§ WHAT THE EXERCISE ASKS
Send back all the data below, exactly as given.

═══ RECORDS PROVIDED

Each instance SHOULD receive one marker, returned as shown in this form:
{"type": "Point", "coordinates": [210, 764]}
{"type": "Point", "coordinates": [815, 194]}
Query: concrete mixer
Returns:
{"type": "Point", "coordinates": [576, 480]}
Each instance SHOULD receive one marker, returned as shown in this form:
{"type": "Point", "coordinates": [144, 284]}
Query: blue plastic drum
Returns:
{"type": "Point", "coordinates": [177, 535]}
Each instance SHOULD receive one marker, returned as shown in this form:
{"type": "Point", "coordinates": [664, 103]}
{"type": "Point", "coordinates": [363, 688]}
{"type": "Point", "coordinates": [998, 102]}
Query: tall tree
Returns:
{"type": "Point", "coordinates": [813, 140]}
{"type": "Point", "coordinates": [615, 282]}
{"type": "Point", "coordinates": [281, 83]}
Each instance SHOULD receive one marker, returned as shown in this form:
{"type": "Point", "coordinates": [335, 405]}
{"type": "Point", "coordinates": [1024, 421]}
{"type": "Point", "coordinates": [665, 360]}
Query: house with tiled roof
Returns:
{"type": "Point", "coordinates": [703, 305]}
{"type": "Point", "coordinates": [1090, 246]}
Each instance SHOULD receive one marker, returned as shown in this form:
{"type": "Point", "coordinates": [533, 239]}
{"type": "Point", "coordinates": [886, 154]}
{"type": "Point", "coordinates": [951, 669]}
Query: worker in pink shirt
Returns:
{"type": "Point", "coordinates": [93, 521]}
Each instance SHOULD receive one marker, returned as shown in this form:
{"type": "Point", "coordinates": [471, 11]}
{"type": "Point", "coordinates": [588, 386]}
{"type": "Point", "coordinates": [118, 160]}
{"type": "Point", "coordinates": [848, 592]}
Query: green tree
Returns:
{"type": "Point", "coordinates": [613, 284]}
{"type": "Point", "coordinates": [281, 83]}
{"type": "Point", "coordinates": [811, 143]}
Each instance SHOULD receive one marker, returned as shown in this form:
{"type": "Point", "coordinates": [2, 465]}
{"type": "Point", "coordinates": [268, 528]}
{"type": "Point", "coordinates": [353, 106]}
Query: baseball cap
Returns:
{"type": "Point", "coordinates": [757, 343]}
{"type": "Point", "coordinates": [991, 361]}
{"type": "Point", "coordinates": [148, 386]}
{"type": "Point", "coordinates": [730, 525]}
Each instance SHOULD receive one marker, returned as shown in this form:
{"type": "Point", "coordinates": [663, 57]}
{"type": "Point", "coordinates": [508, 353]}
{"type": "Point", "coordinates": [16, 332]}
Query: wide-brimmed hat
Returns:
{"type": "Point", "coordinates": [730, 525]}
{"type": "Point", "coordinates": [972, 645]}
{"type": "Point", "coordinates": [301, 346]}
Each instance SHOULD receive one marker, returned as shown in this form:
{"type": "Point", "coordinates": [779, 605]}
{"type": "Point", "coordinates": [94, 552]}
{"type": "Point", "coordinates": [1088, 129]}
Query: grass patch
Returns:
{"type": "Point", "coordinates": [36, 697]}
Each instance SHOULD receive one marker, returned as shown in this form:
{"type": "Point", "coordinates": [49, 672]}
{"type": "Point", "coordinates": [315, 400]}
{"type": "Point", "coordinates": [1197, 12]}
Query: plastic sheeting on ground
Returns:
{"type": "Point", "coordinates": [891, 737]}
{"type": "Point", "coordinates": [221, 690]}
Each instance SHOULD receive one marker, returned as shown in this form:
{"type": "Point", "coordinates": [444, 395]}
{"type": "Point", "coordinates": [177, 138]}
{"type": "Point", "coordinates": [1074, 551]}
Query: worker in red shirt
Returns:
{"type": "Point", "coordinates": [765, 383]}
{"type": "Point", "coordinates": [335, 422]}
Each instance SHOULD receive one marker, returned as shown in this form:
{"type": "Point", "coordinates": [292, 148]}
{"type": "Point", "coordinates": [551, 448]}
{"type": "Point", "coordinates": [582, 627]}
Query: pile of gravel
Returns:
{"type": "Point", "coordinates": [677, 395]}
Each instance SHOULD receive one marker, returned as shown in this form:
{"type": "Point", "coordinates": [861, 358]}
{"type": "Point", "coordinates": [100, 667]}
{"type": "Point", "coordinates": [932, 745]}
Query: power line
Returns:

══════

§ ANSWER TO THE PROBLEM
Each instance SHOULD receive one marker, returned as shown in this form:
{"type": "Point", "coordinates": [210, 764]}
{"type": "Point", "coordinates": [815, 194]}
Query: concrete mixer
Returns:
{"type": "Point", "coordinates": [576, 480]}
Each instance SHOULD receive one marker, returned as shown in this form:
{"type": "Point", "coordinates": [144, 284]}
Query: blue plastic drum
Returns:
{"type": "Point", "coordinates": [177, 535]}
Each instance SHOULD receive one marker, returned as shown in this form:
{"type": "Point", "coordinates": [664, 103]}
{"type": "Point", "coordinates": [363, 688]}
{"type": "Point", "coordinates": [998, 102]}
Query: tall tree
Returns:
{"type": "Point", "coordinates": [813, 140]}
{"type": "Point", "coordinates": [615, 282]}
{"type": "Point", "coordinates": [281, 83]}
Each instance SHOULD receive one marker, returned as shown in this form:
{"type": "Point", "coordinates": [335, 405]}
{"type": "Point", "coordinates": [1024, 421]}
{"type": "Point", "coordinates": [665, 360]}
Query: house with tiled roof
Returns:
{"type": "Point", "coordinates": [703, 305]}
{"type": "Point", "coordinates": [1090, 246]}
Each instance SHOULD receive one marker, returned as shown in this form:
{"type": "Point", "coordinates": [533, 239]}
{"type": "Point", "coordinates": [886, 154]}
{"type": "Point", "coordinates": [951, 669]}
Query: worker in pink shirt
Returns:
{"type": "Point", "coordinates": [93, 521]}
Each instance SHOULD receive one marker, returned as shown in this form:
{"type": "Point", "coordinates": [471, 11]}
{"type": "Point", "coordinates": [588, 386]}
{"type": "Point", "coordinates": [118, 160]}
{"type": "Point", "coordinates": [848, 592]}
Query: green tree
Returns:
{"type": "Point", "coordinates": [613, 284]}
{"type": "Point", "coordinates": [281, 83]}
{"type": "Point", "coordinates": [811, 143]}
Each instance SHOULD receive one marker, returned as shown in this form:
{"type": "Point", "coordinates": [2, 465]}
{"type": "Point", "coordinates": [268, 528]}
{"type": "Point", "coordinates": [353, 106]}
Query: baseball cap
Returns:
{"type": "Point", "coordinates": [757, 343]}
{"type": "Point", "coordinates": [991, 361]}
{"type": "Point", "coordinates": [148, 386]}
{"type": "Point", "coordinates": [730, 525]}
Each instance SHOULD receive one marker, returned as shown in this form:
{"type": "Point", "coordinates": [663, 57]}
{"type": "Point", "coordinates": [508, 353]}
{"type": "Point", "coordinates": [16, 332]}
Query: wide-brimmed hat
Returns:
{"type": "Point", "coordinates": [730, 525]}
{"type": "Point", "coordinates": [972, 645]}
{"type": "Point", "coordinates": [301, 346]}
Each instance SHOULD receive one marker, returned as shown in this form:
{"type": "Point", "coordinates": [779, 605]}
{"type": "Point", "coordinates": [94, 552]}
{"type": "Point", "coordinates": [1088, 129]}
Query: grass patch
Returns:
{"type": "Point", "coordinates": [36, 697]}
Each instance SHOULD receive one marker, returned as shown in this form:
{"type": "Point", "coordinates": [49, 672]}
{"type": "Point", "coordinates": [315, 400]}
{"type": "Point", "coordinates": [1197, 12]}
Query: plastic sheeting on ground
Returns:
{"type": "Point", "coordinates": [891, 737]}
{"type": "Point", "coordinates": [221, 690]}
Each instance SHOULD receive one marker, returned as shown in this form:
{"type": "Point", "coordinates": [444, 395]}
{"type": "Point", "coordinates": [177, 138]}
{"type": "Point", "coordinates": [1074, 551]}
Query: worker in red shirt
Returns:
{"type": "Point", "coordinates": [765, 383]}
{"type": "Point", "coordinates": [335, 422]}
Each instance SHOULD receive one marker, returned as shown in this form:
{"type": "Point", "coordinates": [292, 148]}
{"type": "Point", "coordinates": [551, 448]}
{"type": "Point", "coordinates": [582, 627]}
Query: pile of gravel
Returns:
{"type": "Point", "coordinates": [677, 395]}
Each instance SHOULD receive one marker, returned as shown in this form:
{"type": "Point", "coordinates": [861, 358]}
{"type": "Point", "coordinates": [100, 667]}
{"type": "Point", "coordinates": [932, 745]}
Query: power line
Returns:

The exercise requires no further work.